**About this exercise:** The records below should be printed once more, exactly as they appear.

**Material for this task:**
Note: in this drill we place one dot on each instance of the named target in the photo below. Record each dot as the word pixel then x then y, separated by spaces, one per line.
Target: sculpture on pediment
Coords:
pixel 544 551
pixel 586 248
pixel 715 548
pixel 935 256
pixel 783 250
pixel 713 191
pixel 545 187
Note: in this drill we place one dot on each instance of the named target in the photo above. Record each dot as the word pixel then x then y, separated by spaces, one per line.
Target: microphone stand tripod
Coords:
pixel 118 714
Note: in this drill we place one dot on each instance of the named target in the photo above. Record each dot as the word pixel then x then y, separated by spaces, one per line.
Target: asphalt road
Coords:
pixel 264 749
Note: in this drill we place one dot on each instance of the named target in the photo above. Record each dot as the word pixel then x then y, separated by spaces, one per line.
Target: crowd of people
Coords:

**Solution below:**
Note: in this drill we place one dot on each instance of the named target in the photo below. Record each dot as the word pixel then x then y, separated by spaces, one per line.
Target: sculpture on pediment
Coords:
pixel 544 551
pixel 586 248
pixel 715 548
pixel 935 256
pixel 783 250
pixel 713 191
pixel 545 187
Note: in this drill we place one dot on each instance of the named target in the photo above. Record each dot as the word pixel then x then y, separated by spaces, one per line.
Target: microphone stand tripod
Coords:
pixel 118 714
Note: in this drill we place one dot on each instance of the named target in the photo above. Record each dot as the word pixel then x then y, separated by spaces, one per line.
Target: asphalt road
Coords:
pixel 264 749
Note: in this drill we place one dot on each instance of the named target in the photo above. Record each dot as the word pixel then x then y, separated by spaces, one per line.
Target: crowd of people
Coords:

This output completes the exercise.